Starting with the line that contains "Pick out the drawer", reproduce each line through the end of the entries exactly as written.
----- SOURCE DATA
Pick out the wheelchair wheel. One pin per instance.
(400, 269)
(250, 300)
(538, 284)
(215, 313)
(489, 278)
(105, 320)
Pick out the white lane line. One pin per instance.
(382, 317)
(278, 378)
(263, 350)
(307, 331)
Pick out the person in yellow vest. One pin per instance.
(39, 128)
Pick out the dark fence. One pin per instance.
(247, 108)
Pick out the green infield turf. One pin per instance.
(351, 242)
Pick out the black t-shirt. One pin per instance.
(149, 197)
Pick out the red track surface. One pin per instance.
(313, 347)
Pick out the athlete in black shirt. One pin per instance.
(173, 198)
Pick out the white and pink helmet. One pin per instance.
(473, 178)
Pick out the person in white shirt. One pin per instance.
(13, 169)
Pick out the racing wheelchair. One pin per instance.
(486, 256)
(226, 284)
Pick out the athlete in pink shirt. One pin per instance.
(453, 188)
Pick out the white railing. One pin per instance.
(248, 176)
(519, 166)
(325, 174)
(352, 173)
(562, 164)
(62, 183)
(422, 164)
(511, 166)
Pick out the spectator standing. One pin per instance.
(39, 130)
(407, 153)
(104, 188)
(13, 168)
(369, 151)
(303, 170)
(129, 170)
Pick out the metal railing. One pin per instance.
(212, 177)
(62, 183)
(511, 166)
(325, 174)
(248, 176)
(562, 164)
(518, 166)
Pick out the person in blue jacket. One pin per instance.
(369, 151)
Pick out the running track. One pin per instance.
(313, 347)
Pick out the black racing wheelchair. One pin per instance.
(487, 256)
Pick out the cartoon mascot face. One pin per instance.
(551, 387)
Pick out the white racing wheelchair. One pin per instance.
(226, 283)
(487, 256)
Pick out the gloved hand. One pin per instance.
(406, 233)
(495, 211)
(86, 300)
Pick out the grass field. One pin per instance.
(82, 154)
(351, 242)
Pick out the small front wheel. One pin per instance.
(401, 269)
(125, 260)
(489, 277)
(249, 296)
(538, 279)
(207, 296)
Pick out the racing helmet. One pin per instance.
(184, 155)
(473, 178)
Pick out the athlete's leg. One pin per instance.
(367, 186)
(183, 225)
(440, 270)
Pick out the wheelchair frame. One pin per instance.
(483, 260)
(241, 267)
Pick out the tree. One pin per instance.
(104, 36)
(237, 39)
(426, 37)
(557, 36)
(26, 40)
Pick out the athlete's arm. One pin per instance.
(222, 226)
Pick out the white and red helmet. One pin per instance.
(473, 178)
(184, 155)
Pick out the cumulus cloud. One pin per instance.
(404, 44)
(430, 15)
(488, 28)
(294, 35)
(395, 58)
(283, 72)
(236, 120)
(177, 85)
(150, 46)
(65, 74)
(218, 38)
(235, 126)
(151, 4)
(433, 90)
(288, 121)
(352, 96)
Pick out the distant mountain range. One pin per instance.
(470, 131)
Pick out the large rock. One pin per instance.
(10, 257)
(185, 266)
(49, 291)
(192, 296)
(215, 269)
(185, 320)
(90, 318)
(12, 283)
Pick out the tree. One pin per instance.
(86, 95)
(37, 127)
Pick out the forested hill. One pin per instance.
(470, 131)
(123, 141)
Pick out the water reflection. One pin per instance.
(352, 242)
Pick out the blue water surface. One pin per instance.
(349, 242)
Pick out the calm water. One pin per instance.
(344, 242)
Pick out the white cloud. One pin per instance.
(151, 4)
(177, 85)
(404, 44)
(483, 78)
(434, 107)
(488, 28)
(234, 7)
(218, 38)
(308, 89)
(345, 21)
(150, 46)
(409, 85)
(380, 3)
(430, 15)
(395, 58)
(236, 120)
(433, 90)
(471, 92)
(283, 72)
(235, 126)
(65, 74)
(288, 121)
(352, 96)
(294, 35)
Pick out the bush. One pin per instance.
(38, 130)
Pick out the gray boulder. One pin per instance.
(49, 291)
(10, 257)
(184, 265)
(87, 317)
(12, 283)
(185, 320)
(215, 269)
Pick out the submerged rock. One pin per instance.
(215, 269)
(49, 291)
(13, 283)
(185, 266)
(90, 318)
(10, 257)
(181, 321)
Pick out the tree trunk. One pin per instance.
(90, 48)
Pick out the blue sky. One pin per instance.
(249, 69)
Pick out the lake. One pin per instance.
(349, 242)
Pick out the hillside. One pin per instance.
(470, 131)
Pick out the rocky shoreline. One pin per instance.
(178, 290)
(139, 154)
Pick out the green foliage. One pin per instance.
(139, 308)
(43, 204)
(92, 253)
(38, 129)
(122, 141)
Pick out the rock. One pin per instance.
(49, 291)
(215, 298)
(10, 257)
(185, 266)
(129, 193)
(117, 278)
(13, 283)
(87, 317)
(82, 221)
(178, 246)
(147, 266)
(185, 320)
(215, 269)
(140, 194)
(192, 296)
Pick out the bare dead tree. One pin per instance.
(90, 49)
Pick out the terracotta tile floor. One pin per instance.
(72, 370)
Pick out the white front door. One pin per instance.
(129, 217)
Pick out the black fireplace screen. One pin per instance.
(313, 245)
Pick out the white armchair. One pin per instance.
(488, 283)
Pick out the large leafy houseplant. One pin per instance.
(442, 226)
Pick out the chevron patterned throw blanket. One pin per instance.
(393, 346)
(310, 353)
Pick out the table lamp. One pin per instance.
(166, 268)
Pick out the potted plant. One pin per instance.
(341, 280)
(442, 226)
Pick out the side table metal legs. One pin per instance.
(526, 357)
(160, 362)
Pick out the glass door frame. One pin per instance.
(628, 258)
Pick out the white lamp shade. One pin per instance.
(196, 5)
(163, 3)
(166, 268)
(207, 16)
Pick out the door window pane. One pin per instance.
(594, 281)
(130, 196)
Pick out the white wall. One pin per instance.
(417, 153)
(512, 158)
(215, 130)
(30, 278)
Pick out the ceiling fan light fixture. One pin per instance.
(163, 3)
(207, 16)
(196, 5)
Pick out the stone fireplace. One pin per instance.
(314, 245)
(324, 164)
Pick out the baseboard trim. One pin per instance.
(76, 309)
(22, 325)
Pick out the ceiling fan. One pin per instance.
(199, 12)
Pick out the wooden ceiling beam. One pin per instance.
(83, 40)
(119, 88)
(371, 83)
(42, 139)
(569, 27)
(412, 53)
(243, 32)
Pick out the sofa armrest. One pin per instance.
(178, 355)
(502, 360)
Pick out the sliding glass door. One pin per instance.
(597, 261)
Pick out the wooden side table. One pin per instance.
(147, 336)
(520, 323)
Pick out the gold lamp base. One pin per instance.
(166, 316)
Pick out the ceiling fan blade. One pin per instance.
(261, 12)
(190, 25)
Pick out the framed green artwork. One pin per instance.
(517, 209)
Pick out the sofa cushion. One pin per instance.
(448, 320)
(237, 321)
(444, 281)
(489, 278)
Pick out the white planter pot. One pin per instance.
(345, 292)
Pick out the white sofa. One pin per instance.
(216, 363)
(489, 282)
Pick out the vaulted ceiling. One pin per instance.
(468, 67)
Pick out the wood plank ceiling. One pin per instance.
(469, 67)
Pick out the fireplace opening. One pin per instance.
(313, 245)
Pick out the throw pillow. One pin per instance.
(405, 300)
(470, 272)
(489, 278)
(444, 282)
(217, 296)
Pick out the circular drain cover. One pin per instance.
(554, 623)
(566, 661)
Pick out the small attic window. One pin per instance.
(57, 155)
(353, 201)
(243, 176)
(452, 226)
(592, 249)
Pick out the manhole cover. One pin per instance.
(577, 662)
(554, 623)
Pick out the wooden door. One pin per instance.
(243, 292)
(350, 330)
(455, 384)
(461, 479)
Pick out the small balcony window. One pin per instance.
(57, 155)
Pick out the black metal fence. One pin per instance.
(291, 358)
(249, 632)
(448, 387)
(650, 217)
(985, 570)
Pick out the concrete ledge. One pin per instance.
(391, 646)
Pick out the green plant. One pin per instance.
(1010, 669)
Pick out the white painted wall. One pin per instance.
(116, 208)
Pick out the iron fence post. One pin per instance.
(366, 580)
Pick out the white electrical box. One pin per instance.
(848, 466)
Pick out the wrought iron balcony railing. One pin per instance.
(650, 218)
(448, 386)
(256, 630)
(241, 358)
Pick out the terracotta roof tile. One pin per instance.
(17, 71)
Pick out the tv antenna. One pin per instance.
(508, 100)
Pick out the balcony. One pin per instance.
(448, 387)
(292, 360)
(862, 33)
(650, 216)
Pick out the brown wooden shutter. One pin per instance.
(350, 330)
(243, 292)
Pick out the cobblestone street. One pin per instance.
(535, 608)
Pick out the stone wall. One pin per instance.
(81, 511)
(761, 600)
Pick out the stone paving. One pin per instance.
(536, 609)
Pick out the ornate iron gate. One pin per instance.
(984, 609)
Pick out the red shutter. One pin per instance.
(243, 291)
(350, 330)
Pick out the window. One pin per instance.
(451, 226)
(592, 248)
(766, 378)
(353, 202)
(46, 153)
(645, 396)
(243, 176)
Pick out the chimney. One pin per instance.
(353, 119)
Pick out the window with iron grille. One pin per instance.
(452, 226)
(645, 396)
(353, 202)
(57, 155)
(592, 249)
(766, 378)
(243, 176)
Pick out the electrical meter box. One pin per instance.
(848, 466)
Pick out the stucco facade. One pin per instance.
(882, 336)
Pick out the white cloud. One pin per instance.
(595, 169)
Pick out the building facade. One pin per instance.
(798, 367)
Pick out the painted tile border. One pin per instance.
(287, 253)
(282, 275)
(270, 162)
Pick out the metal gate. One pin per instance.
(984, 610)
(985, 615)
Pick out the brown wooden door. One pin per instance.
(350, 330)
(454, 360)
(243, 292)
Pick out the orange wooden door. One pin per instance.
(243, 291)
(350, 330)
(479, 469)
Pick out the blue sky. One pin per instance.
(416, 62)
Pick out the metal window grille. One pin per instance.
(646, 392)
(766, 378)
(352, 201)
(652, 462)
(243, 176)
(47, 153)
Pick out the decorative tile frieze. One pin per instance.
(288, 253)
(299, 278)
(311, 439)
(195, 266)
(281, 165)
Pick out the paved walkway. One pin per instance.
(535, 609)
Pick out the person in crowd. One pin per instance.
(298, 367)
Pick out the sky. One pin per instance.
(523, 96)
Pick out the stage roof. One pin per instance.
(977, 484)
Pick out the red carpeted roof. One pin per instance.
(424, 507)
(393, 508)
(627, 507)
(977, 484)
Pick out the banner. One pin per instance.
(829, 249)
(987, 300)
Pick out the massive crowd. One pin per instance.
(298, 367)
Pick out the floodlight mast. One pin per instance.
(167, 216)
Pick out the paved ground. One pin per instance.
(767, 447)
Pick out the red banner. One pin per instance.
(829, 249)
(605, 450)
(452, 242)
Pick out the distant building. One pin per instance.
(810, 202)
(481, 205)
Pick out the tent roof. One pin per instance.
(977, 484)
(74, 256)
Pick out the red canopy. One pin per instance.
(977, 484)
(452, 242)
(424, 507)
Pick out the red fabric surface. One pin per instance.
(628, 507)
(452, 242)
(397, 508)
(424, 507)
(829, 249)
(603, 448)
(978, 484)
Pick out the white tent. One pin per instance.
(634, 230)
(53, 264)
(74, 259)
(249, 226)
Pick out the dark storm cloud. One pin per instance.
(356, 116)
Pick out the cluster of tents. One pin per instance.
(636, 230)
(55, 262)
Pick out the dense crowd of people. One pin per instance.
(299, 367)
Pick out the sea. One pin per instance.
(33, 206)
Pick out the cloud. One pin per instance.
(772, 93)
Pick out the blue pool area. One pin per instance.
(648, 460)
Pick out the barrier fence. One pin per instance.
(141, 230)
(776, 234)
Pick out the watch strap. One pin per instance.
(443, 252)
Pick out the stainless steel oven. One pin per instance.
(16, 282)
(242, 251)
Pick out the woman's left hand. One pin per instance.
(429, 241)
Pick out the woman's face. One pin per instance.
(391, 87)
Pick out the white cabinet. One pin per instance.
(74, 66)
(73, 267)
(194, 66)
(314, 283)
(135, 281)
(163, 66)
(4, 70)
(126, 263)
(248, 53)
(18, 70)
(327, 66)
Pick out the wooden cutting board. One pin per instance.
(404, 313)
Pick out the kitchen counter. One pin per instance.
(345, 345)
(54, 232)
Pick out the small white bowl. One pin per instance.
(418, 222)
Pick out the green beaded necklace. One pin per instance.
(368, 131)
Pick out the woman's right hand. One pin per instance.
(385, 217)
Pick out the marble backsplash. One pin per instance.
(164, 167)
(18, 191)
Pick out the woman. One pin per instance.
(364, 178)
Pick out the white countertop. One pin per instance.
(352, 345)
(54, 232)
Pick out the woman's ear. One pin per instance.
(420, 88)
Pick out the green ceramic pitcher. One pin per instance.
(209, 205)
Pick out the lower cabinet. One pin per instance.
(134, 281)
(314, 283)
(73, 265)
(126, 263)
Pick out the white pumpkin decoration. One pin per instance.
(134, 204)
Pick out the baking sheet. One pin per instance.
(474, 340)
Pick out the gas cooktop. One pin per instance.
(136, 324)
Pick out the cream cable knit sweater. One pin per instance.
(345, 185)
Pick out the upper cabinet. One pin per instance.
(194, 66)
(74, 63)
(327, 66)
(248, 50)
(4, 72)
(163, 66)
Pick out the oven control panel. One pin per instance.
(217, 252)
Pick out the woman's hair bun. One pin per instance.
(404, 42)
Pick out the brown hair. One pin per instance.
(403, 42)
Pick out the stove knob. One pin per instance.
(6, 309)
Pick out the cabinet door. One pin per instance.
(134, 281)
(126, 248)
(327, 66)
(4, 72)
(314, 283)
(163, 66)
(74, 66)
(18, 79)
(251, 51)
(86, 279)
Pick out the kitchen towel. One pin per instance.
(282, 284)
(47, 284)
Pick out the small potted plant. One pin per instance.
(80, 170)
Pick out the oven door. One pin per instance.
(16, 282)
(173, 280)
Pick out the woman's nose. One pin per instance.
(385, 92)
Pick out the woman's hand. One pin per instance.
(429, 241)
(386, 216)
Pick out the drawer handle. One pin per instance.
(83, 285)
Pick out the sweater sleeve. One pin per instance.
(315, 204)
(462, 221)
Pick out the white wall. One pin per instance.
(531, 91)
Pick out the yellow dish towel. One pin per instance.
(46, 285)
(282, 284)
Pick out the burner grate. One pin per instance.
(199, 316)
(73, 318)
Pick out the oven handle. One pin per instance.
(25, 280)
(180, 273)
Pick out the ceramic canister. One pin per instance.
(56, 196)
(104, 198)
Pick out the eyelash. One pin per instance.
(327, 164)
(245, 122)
----------
__SOLUTION__:
Pick out the drawer handle. One pin per instance.
(83, 285)
Pick out the sweater sleeve. One pin per instance.
(315, 204)
(462, 221)
Pick out the white wall. One pin per instance.
(531, 91)
Pick out the yellow dish towel. One pin per instance.
(46, 285)
(282, 284)
Pick out the burner grate. One pin per instance.
(199, 316)
(73, 318)
Pick out the oven handle. One pin per instance.
(25, 280)
(180, 273)
Pick out the ceramic canister. One pin per instance.
(56, 196)
(104, 198)
Pick out the eyelash. One pin per instance.
(327, 164)
(245, 122)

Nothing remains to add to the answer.